Carcass Weights, Quality Grade and Yield Grade with Derrell Peel

Dr. Derrell Peel, Oklahoma State University Extension Livestock Marketing Specialist, offers his economic analysis of the beef cattle industry as part of the weekly series known as the “Cow Calf Corner,” published electronically by Dr. Peel and Mark Johnson. Today, Dr. Peel talks about  carcass weights, quality grade and yield grade.

Fed steer carcass weights decreased from 937 to 909 pounds the first five weeks of 2024, the result of winter weather in December and January.  Since the beginning of February, steer carcass weights increased counter-seasonally to 924 pounds before declining by one pound in the most recent weekly data (Figure 1).  The current steer carcass weight is 25 pounds heavier than one year earlier.  Carcass weights may decrease seasonally in the next few weeks but are expected to remain higher year over year for the remainder of the year. Heifer carcasses show a similar pattern and are currently 19 pounds heavier than one year ago.

Fed carcass weights are impacted both by long term trends and current market conditions.  Carcass weights have trended heavier for over 60 years with steer carcass weights increasing by an average of 4.0 pounds per year, up over 240 pounds from 660 pounds in the 1960s to over 900 pounds in recent years.  Heifer carcass weights have increased by an average of 4.5 pounds per year over the same period.

Carcass weights are further boosted at the current time by decreasing cattle numbers, which increases incentives to feed cattle longer as they try to maintain feedlot inventories.  Decreasing corn prices adds additional incentive to feed cattle longer.  Kansas feedlot data shows that steers are currently averaging 190 days on feed, up 9 days from one year ago and about 40 days longer than a decade ago.  Increasing carcass weights are the result of more days on feed combined with changing cattle genetics and use of feeding technology, such as implants, ionophores and beta agonists.

**Excerpted records**
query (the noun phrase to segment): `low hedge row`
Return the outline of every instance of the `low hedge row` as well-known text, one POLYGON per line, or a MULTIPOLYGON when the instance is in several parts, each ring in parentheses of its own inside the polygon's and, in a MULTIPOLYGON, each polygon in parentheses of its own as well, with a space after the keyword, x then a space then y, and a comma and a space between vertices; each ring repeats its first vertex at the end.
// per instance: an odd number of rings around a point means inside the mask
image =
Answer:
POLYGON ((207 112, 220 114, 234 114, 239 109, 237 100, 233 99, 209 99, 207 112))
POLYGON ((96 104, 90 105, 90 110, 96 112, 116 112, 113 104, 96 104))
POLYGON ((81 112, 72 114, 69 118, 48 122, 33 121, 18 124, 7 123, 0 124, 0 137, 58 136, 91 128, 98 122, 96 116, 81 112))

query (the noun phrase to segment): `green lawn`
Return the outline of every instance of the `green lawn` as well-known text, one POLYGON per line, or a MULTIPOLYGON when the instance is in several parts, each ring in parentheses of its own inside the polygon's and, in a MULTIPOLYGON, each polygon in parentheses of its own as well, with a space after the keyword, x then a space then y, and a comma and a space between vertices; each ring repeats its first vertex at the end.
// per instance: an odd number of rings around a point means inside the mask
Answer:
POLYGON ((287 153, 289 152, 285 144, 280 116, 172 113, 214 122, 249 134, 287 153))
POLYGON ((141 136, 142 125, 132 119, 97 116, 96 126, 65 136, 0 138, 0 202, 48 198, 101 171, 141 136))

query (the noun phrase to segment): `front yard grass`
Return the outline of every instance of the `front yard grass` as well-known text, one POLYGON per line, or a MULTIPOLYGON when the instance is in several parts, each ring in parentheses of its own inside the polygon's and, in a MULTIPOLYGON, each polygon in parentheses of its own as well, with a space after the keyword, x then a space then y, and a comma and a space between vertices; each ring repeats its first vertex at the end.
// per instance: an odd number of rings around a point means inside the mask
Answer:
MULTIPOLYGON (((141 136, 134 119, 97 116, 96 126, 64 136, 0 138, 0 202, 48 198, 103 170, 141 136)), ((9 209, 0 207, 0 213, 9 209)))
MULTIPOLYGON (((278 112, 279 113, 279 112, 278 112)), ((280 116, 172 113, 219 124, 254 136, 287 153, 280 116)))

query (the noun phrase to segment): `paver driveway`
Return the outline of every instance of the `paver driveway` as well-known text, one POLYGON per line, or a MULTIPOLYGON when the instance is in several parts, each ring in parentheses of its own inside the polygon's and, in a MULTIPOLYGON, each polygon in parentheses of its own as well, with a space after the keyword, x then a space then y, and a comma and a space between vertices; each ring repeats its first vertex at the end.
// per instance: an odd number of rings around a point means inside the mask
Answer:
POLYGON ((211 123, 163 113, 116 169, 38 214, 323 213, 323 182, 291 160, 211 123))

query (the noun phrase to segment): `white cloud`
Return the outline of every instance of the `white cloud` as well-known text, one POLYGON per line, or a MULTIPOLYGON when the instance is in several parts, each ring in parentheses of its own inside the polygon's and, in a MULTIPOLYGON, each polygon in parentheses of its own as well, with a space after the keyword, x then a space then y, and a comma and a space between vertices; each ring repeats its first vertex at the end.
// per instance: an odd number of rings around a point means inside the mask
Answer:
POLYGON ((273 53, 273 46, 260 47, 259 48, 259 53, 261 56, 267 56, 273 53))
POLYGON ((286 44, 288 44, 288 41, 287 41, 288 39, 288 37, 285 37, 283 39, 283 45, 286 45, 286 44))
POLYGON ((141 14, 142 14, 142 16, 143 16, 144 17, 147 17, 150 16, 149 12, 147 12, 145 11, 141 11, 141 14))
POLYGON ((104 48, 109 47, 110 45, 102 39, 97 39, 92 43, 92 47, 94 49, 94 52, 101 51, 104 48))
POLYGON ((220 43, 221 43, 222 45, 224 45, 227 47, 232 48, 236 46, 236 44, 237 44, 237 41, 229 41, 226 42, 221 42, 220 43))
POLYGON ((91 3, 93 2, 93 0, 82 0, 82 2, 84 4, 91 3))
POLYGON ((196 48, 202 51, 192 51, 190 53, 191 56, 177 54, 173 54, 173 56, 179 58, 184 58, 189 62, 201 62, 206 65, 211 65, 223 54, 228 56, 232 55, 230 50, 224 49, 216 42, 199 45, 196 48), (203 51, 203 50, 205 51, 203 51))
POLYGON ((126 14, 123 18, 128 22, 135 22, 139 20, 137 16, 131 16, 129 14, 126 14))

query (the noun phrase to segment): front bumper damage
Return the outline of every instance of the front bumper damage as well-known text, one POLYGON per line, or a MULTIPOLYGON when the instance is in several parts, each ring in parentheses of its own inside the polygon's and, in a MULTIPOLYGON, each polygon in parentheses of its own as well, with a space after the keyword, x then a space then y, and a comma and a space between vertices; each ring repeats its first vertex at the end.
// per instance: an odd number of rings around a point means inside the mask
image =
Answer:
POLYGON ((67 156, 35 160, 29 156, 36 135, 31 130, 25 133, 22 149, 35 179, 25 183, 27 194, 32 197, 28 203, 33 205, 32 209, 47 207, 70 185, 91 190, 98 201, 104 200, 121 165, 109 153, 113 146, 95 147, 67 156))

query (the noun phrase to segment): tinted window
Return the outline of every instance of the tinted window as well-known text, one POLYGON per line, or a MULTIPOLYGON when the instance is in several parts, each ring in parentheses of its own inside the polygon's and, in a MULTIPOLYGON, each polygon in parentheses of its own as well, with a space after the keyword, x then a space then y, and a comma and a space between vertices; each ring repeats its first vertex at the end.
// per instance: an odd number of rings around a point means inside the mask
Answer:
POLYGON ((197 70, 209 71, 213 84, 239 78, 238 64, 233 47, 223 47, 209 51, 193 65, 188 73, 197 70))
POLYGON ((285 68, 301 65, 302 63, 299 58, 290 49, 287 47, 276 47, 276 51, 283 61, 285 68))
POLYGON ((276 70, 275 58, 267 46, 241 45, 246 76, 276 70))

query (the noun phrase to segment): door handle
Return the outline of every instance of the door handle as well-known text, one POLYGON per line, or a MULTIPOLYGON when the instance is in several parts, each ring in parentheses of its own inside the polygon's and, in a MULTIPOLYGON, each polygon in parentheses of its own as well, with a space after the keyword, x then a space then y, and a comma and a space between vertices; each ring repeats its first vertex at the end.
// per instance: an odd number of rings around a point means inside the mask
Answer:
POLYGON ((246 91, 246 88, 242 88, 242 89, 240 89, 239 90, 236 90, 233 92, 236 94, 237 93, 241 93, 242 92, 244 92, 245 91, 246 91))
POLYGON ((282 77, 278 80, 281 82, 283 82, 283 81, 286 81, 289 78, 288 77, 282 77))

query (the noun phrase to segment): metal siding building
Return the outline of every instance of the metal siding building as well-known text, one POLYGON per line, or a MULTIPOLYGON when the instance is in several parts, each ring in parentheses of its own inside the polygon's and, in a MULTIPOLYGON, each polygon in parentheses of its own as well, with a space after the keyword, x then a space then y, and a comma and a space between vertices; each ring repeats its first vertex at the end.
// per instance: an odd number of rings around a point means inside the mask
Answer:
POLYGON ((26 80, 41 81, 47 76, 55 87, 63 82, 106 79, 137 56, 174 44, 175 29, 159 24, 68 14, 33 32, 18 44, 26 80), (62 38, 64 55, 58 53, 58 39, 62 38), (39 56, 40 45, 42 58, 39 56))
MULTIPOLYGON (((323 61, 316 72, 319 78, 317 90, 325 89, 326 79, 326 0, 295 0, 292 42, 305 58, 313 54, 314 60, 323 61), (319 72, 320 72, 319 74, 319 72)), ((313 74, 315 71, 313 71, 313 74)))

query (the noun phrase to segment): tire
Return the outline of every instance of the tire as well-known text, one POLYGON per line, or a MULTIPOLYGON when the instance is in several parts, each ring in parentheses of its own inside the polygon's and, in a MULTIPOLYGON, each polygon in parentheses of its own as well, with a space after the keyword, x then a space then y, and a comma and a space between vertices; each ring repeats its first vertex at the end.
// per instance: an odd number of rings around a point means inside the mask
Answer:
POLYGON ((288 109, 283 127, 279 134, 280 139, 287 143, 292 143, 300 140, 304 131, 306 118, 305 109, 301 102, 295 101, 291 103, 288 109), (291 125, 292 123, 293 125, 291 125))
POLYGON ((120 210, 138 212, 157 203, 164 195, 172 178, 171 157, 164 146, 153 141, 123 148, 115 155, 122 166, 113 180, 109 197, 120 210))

**Problems to work on**
**A.** According to the carcass weight article, how many days on feed are steers in Kansas feedlots currently averaging?
**B.** Retype the stretch of the carcass weight article from "Carcass weights are further" through "and beta agonists.".
**C.** Write what comes next in the carcass weight article, picking up after its final sentence.
The entries have no connection to the carcass weight article.

**Expected results**
**A.** 190 days.

**B.**
Carcass weights are further boosted at the current time by decreasing cattle numbers, which increases incentives to feed cattle longer as they try to maintain feedlot inventories.  Decreasing corn prices adds additional incentive to feed cattle longer.  Kansas feedlot data shows that steers are currently averaging 190 days on feed, up 9 days from one year ago and about 40 days longer than a decade ago.  Increasing carcass weights are the result of more days on feed combined with changing cattle genetics and use of feeding technology, such as implants, ionophores and beta agonists.

**C.**
One of the outcomes attributable to longer feeding periods is an increase in quality grading.  Figure 2 shows the general increase in the percentage of Prime and Choice cattle over the past 15 years, from about 68 percent in 2010 to current levels near 85 percent.  The average Choice and higher percentage has been steady the past four years.

However, longer feeding periods also result in a decrease in yield grading.  Figure 3 shows that the percentage of yield grade 4 and 5 cattle has generally increased over the past 15 years, from less than nine percent to an average of nearly 20 percent currently.  The average increase in yield grade 4 and 5 cattle has been especially pronounced in the last year.  Thus far in 2024, the Y4/5 percentage has averaged 23.7 percent. 

Increased Prime/Choice percentage and increased Y4/5 percentage are 66 percent correlated, meaning that they tend to move together.  However, the increase in Y4/5 percentage in the past year has not been associated with an increase in the Prime/Choice percentage of feedlot cattle. Feedlots will continue to have incentives to push cattle weights, aided and abetted by packers who are also seeking additional pounds of beef as cattle numbers continue to tighten. Steer and heifer carcass weights will likely average heavier in 2024.